> _Provided passage_:
=-=-=
On May 27, the 48th Massachusetts took part in the first assault on Port Hudson. 200 volunteers were called on from their division for a storming party to lead the division's charge and lay down fascines to allow passage over ditches and trenches. Such a storming party was known as a "Forlorn Hope." The 48th Massachusetts supplied half the number of volunteers needed for this detail. During the assault, however, the extremely rugged ground and tangle of felled trees proved too difficult and neither the storming party nor the main assault made sufficient progress. The 48th Massachusetts reached the foot of the Confederate earthworks and enduring constant firing from the enemy. The regiment lost six killed and 41 wounded during this assault, including Lt. Col. James O'Brien. O'Brien was shot and killed as he led the "Forlorn Hope" and exposed himself to severe fire largely in an effort to redeem himself and the regiment for his error in allowing the enemy to outflank them at Plains Store.

As Union forces settled in for a siege, the 48th Massachusetts returned to Baton Rouge for a short time to serve guard duty. Many in the regiment suffered from disease at this time and when they were summoned back to Port Hudson, many were in a weakened state. In June they returned to the Port Hudson siege lines and participated in the second assault on the city on June 14. The regiment fired in support of several units assigned to storm the enemy's earthworks. This second assault also failed. The 48th Massachusetts lost two men killed and eleven wounded. The Confederate troops in Port Hudson eventually surrendered on July 9, 1863.

==Battle of Cox's Plantation==

Following the surrender, the 48th Massachusetts immediately moved with their division to Donaldsonville, Louisiana as part of operations to engage the remaining Confederate forces in western Louisiana. The regiment fought in the Battle of Cox's Plantation on July 11 and 12. Confederate forces pushed superior Union numbers back six miles during this engagement. During the withdrawal, the 48th Massachusetts lost one man killed, seven wounded and 23 captured. This was the regiment's final engagement.

==Mustering out==

On August 1, 1863, the regiment returned to Baton Rouge and boarded a steamship for Cairo, Illinois. From there, they traveled by railroad to Boston. They were mustered out on September 3. The total number of deaths consisted of 19 killed in action and mortally wounded and 50 men lost due to disease.
=-=-=
> _Collected data entries_:
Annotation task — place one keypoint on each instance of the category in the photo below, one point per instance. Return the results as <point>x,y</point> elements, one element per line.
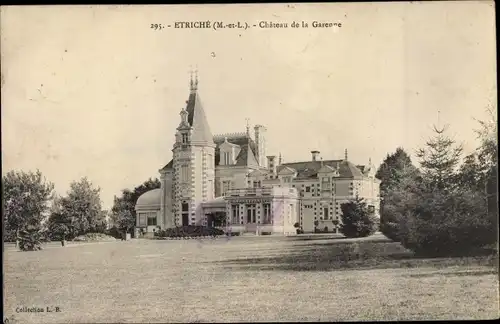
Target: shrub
<point>94,237</point>
<point>447,224</point>
<point>114,232</point>
<point>189,231</point>
<point>357,220</point>
<point>31,238</point>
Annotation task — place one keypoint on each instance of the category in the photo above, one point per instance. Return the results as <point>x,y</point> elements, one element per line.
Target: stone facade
<point>211,175</point>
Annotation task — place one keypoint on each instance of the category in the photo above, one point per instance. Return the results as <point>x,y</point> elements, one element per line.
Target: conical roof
<point>197,119</point>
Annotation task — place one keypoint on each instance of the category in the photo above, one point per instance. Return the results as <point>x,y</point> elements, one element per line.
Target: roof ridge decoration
<point>229,135</point>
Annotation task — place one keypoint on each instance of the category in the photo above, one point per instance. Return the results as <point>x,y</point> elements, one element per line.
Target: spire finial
<point>196,77</point>
<point>248,127</point>
<point>193,84</point>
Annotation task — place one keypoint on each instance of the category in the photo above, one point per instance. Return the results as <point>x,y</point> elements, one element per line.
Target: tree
<point>444,217</point>
<point>357,220</point>
<point>25,201</point>
<point>81,208</point>
<point>439,160</point>
<point>123,211</point>
<point>396,172</point>
<point>31,238</point>
<point>58,224</point>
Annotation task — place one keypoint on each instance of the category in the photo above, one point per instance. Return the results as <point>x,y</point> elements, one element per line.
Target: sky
<point>94,91</point>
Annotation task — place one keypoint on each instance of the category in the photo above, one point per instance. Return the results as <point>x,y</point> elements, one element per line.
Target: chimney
<point>271,164</point>
<point>315,155</point>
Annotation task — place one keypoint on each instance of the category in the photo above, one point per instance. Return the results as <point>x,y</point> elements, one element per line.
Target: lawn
<point>246,279</point>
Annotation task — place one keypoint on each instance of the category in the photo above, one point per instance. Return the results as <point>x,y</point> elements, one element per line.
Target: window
<point>226,186</point>
<point>185,214</point>
<point>251,214</point>
<point>226,158</point>
<point>151,220</point>
<point>210,161</point>
<point>267,214</point>
<point>234,214</point>
<point>143,219</point>
<point>184,173</point>
<point>210,189</point>
<point>326,184</point>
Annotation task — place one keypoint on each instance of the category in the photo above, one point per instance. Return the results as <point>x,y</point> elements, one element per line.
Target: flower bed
<point>189,231</point>
<point>93,237</point>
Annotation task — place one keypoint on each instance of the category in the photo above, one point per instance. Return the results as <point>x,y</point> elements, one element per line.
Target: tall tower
<point>193,162</point>
<point>260,142</point>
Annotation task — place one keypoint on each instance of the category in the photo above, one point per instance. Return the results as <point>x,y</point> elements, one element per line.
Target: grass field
<point>246,279</point>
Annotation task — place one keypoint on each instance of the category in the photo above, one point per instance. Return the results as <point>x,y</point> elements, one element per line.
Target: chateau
<point>229,180</point>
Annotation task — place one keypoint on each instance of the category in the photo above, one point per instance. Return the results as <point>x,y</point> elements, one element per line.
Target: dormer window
<point>226,157</point>
<point>326,183</point>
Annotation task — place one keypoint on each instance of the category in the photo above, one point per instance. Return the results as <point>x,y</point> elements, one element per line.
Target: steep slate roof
<point>169,165</point>
<point>244,143</point>
<point>309,169</point>
<point>244,158</point>
<point>198,120</point>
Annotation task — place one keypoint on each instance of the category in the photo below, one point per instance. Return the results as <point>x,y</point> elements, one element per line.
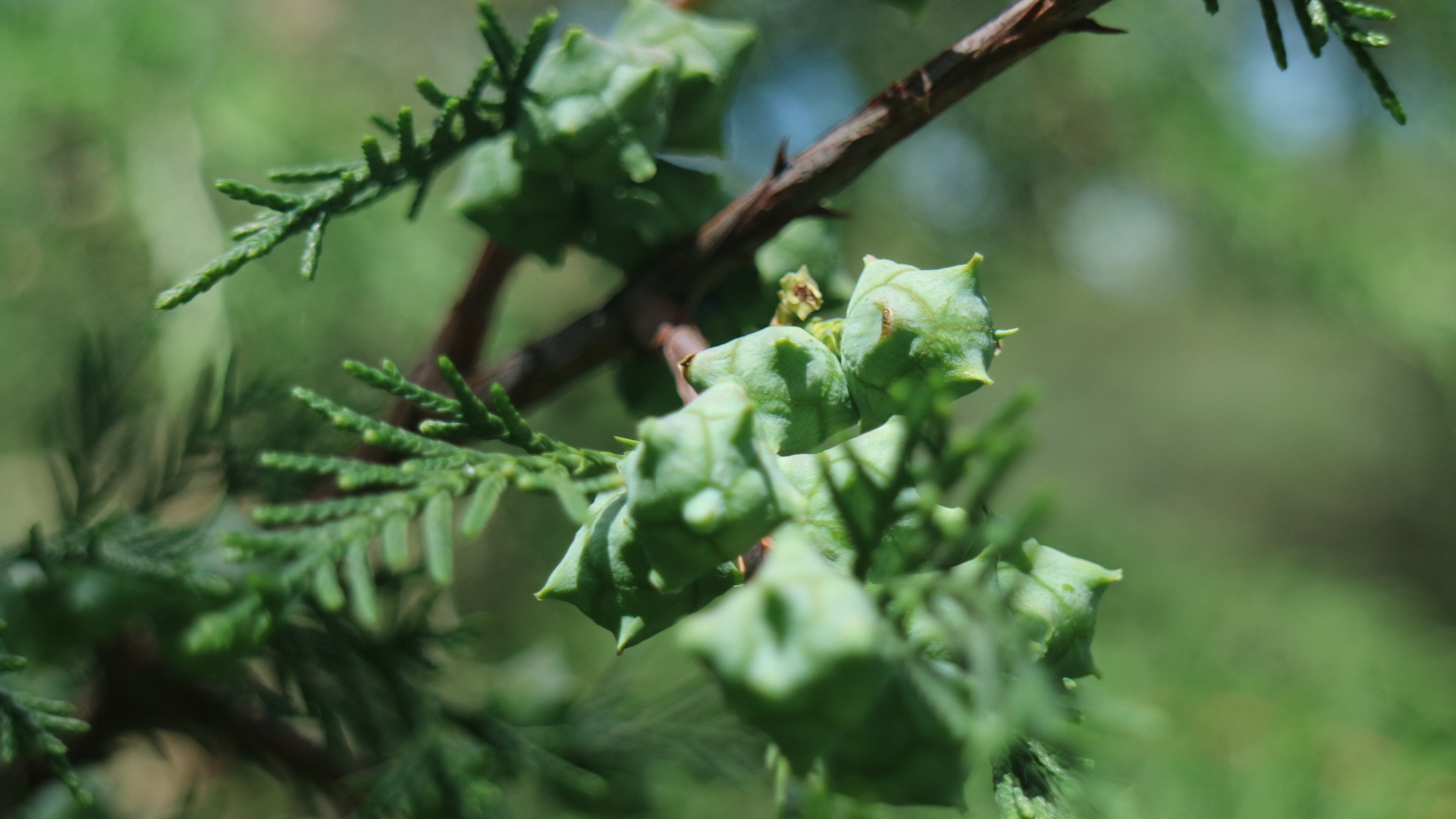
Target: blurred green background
<point>1237,290</point>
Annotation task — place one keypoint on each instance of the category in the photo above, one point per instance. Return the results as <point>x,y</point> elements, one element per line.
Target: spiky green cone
<point>629,223</point>
<point>823,521</point>
<point>801,651</point>
<point>794,379</point>
<point>526,210</point>
<point>712,55</point>
<point>598,110</point>
<point>604,573</point>
<point>702,487</point>
<point>1055,599</point>
<point>915,327</point>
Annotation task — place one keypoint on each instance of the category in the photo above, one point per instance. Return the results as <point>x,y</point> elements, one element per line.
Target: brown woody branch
<point>635,314</point>
<point>462,337</point>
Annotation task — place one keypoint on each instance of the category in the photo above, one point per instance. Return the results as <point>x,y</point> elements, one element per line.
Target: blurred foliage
<point>1234,283</point>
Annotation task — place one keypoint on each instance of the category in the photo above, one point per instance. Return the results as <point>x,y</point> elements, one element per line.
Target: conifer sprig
<point>1320,20</point>
<point>28,727</point>
<point>414,159</point>
<point>329,556</point>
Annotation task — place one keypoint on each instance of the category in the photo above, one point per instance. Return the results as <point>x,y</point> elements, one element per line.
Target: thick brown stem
<point>634,315</point>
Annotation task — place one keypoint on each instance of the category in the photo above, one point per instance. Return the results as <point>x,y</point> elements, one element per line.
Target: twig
<point>136,692</point>
<point>634,316</point>
<point>463,334</point>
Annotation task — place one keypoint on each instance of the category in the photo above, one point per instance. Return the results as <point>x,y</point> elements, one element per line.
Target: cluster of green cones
<point>840,648</point>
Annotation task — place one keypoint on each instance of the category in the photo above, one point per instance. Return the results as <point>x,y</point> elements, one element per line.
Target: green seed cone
<point>801,651</point>
<point>604,573</point>
<point>598,110</point>
<point>702,488</point>
<point>795,381</point>
<point>1055,599</point>
<point>915,327</point>
<point>712,55</point>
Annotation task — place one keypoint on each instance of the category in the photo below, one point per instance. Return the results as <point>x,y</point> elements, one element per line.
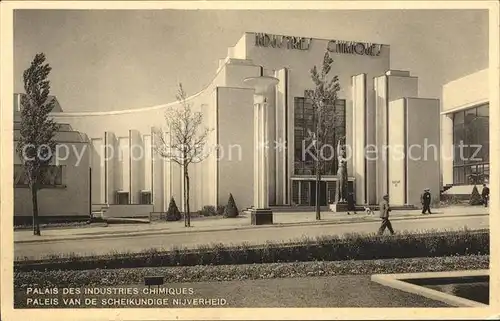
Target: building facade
<point>465,133</point>
<point>377,108</point>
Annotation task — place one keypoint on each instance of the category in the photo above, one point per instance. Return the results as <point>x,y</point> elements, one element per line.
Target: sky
<point>123,59</point>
=-=-=
> _Problem set_:
1. According to the passage on the 48th Massachusetts, on what date did the Confederate troops in Port Hudson surrender?
2. Put this sentence from the passage on the 48th Massachusetts into Spanish: "The regiment fought in the Battle of Cox's Plantation on July 11 and 12."
3. Duplicate the part of the passage on the 48th Massachusetts starting at "On August 1, 1863, the" and ending at "due to disease.".

> _Results for the exercise_:
1. July 9, 1863

2. El regimiento combatió en la batalla de Cox's Plantation los días 11 y 12 de julio.

3.
On August 1, 1863, the regiment returned to Baton Rouge and boarded a steamship for Cairo, Illinois. From there, they traveled by railroad to Boston. They were mustered out on September 3. The total number of deaths consisted of 19 killed in action and mortally wounded and 50 men lost due to disease.